2004年。1982年に録音され、発売されなかったアルバム。ベースがボーカルを兼任している。「ザ・セカンド・アルバム」の路線。ボーナストラックがよい。

 
PHOENIX RISING/THE VU

2000年。707のボーカルのケヴィン・チャルファント、Y&Tのギターのステフ・バーンズ、ジャーニーのベースのロス・ヴァロリー、チューブスのドラム等によるバンド。1986年録音。キーボードと厚いコーラスが中心で、90年代以降の一連のバンドよりはるかに曲がよい。メロディーも抑揚が大きくつき、ケヴィン・チャルファントのボーカルも力強い。キーボード中心のハードロック。

 
THE STORM/THE STORM

1991年。707のボーカルのケヴィン・チャルファント、ジャーニーのキーボードのグレッグ・ローリー、ベースのロス・ヴァロリー、ドラムのスティーブ・スミスが結成。ギターを含む5人編成。同時期にジャーニーのニール・ショーン、ディーン・カストロノヴォ、ジョナサン・ケインはバッド・イングリッシュで成功していた。ザ・ストームも80年代型のハードロックをやっているが、バッド・イングリッシュよりもジャーニーに近いサウンドを出している。グレッグ・ローリーもリード・ボーカルをとる。「ショウ・ミー・ザ・ウェイ」「アイ・ウォント・ユー・バック」はすばらしい。アルバムの最初と最後は雷鳴。

 
EYE OF THE STORM/THE STORM

1997年。ドラムが交代。前作と同路線。グレッグ・ローリーがボーカルを取る曲が減っている。他の同ジャンルのバンドと比べても特に新しいことはやっていないが、ボーカルがすばらしいのでアダルト・オリエンテッド・ロックとして聞ける。

 
TWO FIRES/TWO FIRES

2000年。ザ・ストームのボーカル、ケヴィン・チャルファントとギターのジョシュ・ラモスが結成したバンド。キーボードを含む5人編成。ジャーニーのメンバーはいない。ザ・ストームの「アイ・オブ・ザ・ストーム」に近い。ハードな曲やオーソドックスなロック、AC/DCのようなロックもあるので、アダルト・オリエンテッド・ロックという印象はない。

 
IGNITION/TWO FIRES

2002年。事実上ギター以外のメンバーは全員入れ替わっており、ボーカルとギターによるプロジェクトになっている。作品を出すたびに売れる要素が減っている。

 
BURNING BRIGHT/TWO FIRES

2010年。ギター2、3人、キーボードを含む6、7人で録音されている。1980年代後半に定型化が完成したメロディアスなハードロックを忠実に再現している。ケヴィン・チャルファントのボーカルは高音が衰えていない。ジャーニーのようなサウンドを求める人のアルバムであることは否めない。

☆ ☆ ☆

## 課題 A
記録のうち、文字列"banner"を含む行は何行あるか、数だけを答えよ。大文字と小文字は区別する。

[保存済みの記録]
☆ ☆ ☆

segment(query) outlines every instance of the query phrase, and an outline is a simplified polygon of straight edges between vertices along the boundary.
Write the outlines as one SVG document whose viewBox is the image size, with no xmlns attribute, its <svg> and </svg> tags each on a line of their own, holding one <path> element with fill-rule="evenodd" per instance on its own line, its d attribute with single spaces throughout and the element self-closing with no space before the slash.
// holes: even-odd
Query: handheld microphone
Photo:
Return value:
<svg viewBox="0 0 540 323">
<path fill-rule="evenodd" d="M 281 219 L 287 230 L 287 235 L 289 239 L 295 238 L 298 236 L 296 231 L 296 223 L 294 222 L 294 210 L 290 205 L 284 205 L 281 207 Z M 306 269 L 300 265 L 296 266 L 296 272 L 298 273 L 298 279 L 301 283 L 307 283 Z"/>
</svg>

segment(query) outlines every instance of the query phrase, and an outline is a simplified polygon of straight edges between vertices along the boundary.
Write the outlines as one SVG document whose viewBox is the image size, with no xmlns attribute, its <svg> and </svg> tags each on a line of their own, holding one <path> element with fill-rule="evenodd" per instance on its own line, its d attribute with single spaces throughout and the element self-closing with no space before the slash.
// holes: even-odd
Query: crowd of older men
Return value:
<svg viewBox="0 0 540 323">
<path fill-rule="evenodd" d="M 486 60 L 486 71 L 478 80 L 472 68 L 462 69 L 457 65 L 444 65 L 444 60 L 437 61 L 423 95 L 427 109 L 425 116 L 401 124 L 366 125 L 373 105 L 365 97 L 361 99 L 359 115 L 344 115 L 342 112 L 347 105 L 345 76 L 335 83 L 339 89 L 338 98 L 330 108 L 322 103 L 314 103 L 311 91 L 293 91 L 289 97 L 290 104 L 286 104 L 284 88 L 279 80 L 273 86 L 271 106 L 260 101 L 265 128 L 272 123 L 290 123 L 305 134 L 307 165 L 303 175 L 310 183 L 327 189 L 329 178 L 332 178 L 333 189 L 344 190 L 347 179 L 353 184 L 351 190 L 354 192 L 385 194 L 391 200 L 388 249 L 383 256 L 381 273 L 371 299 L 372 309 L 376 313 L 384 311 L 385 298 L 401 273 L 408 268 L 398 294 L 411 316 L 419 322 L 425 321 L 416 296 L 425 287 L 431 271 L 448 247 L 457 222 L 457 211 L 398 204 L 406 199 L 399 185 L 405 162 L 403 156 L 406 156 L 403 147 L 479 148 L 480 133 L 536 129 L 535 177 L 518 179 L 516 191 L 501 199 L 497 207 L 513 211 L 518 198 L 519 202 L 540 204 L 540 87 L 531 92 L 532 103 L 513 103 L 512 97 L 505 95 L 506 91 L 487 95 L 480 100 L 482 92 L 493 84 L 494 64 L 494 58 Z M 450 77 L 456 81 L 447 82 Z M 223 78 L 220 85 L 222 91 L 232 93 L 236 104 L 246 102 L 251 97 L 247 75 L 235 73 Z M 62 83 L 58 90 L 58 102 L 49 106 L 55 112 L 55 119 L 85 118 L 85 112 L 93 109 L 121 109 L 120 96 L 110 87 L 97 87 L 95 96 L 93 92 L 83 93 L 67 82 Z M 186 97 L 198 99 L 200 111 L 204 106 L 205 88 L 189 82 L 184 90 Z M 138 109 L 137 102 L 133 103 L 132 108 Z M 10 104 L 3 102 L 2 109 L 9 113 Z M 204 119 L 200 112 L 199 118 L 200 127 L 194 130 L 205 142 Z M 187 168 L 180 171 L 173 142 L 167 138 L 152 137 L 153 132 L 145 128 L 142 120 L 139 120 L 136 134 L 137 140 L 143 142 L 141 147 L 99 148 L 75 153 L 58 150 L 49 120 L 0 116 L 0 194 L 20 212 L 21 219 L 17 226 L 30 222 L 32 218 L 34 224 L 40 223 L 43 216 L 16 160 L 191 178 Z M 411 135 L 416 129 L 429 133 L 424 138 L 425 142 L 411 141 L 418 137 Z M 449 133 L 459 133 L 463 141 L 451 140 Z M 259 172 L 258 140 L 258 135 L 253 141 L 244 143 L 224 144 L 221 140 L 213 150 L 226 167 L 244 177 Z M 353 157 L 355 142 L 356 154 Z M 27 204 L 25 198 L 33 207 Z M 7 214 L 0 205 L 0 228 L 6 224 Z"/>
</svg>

☆ ☆ ☆

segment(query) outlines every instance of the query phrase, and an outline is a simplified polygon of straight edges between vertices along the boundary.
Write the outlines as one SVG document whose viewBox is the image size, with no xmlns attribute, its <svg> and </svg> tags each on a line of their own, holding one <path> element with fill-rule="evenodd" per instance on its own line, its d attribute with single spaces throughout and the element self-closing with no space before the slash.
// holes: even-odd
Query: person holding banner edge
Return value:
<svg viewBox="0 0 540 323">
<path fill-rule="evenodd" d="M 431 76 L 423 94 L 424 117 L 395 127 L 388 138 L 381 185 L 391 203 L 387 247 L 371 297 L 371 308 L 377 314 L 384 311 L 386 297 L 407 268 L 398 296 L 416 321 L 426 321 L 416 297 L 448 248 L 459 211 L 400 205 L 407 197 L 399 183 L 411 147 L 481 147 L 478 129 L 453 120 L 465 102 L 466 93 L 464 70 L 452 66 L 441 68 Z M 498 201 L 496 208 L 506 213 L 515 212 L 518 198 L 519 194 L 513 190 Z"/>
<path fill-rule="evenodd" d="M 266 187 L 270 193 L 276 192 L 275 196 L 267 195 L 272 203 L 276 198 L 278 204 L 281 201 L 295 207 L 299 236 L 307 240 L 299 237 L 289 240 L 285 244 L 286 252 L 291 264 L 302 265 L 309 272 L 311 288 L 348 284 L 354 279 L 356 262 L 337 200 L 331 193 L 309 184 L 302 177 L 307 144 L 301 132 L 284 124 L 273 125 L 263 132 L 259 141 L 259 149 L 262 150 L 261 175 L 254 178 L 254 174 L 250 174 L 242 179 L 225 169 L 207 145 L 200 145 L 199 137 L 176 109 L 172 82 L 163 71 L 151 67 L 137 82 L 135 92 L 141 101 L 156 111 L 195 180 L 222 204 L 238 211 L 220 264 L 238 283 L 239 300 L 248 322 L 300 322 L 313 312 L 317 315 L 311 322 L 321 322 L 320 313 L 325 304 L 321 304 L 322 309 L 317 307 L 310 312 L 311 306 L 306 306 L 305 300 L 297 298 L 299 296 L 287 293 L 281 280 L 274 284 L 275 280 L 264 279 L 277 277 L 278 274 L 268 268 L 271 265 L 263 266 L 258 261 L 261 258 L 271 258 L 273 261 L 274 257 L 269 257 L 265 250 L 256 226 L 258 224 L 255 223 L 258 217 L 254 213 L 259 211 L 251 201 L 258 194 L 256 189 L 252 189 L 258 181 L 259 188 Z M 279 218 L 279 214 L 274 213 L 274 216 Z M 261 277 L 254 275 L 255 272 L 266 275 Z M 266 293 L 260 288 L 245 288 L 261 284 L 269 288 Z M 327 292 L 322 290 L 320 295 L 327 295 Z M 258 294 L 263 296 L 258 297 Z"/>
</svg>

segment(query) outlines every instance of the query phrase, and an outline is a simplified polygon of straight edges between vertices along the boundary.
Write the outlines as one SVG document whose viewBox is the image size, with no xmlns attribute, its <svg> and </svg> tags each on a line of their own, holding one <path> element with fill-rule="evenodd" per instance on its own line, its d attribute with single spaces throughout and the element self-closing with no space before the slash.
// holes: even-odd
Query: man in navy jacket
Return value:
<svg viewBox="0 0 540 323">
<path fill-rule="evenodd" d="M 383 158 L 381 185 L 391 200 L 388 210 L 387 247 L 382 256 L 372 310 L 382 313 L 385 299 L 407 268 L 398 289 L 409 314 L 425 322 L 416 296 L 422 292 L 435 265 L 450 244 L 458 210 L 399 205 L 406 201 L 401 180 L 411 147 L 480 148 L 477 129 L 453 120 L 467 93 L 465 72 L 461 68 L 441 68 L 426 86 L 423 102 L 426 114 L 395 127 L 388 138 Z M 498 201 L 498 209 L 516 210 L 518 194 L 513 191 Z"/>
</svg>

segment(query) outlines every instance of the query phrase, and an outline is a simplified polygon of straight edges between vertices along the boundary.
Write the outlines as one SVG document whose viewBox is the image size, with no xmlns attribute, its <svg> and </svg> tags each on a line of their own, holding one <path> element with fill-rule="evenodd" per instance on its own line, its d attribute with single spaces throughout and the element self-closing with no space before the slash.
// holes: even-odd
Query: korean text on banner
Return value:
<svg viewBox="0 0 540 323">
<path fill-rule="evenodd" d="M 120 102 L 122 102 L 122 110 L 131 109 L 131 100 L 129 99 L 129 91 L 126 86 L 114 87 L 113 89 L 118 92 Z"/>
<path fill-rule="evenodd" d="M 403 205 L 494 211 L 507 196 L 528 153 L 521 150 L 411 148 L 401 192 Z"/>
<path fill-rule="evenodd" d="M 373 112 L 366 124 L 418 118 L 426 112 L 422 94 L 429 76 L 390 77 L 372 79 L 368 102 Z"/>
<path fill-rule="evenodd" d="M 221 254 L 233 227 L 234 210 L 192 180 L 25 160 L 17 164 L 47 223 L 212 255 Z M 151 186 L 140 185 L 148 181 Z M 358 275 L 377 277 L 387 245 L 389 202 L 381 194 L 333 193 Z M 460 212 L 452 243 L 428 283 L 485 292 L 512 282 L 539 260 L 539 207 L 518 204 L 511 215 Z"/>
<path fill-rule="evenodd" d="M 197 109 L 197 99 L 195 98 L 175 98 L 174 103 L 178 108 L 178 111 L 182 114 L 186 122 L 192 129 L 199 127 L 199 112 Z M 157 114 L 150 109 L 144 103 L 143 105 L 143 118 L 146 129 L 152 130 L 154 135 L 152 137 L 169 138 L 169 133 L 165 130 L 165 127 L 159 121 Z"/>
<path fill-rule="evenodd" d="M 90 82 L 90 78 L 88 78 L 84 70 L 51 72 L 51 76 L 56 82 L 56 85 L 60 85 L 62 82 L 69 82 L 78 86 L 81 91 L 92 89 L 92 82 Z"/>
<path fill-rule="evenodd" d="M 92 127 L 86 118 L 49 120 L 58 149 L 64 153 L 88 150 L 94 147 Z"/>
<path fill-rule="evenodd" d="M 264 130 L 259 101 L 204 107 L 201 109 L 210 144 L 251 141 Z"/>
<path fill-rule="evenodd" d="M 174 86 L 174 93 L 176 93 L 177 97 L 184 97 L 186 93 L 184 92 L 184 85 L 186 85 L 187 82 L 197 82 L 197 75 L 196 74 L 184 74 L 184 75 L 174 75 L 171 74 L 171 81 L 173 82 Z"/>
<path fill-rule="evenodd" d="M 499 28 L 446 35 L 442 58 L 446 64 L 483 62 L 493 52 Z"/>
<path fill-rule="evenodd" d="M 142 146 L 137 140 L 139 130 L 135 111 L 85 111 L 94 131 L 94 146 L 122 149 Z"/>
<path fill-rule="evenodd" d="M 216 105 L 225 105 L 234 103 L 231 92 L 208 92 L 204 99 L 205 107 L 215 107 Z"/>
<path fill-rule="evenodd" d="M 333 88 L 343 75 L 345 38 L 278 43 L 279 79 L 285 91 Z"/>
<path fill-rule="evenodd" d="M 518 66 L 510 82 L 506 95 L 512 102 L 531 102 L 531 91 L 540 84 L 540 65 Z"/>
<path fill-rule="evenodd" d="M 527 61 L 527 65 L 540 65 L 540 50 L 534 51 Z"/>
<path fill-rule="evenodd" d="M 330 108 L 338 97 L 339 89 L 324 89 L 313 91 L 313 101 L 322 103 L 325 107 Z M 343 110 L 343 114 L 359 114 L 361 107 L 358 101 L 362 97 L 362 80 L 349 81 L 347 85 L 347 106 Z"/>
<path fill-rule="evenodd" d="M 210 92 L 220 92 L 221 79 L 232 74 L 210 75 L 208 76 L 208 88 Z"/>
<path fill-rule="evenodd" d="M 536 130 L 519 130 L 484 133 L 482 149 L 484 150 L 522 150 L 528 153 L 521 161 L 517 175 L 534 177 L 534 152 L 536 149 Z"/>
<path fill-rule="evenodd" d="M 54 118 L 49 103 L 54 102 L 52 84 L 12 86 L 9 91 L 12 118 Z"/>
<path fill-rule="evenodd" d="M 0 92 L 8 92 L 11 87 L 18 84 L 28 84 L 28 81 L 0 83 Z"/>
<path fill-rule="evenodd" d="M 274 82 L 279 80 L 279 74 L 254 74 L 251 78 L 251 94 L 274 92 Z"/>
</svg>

☆ ☆ ☆

## 課題 B
次の三つの記述が抜粋部分の内容と合っているかを判断し、それぞれ「はい」か「いいえ」で答えたうえで、決め手となる本文の語句を一字一句そのまま引用してください。
(i) 「THE STORM/THE STORM」では、グレッグ・ローリーもリード・ボーカルをとっている。
(ii) 「TWO FIRES/TWO FIRES」には、ジャーニーのメンバーが参加している。
(iii) 「PHOENIX RISING/THE VU」は2000年に録音された。

## 出力全文 A
2

## 出力全文 B
(i) はい。「グレッグ・ローリーもリード・ボーカルをとる。」
(ii) いいえ。「ジャーニーのメンバーはいない。」
(iii) いいえ。「1986年録音。」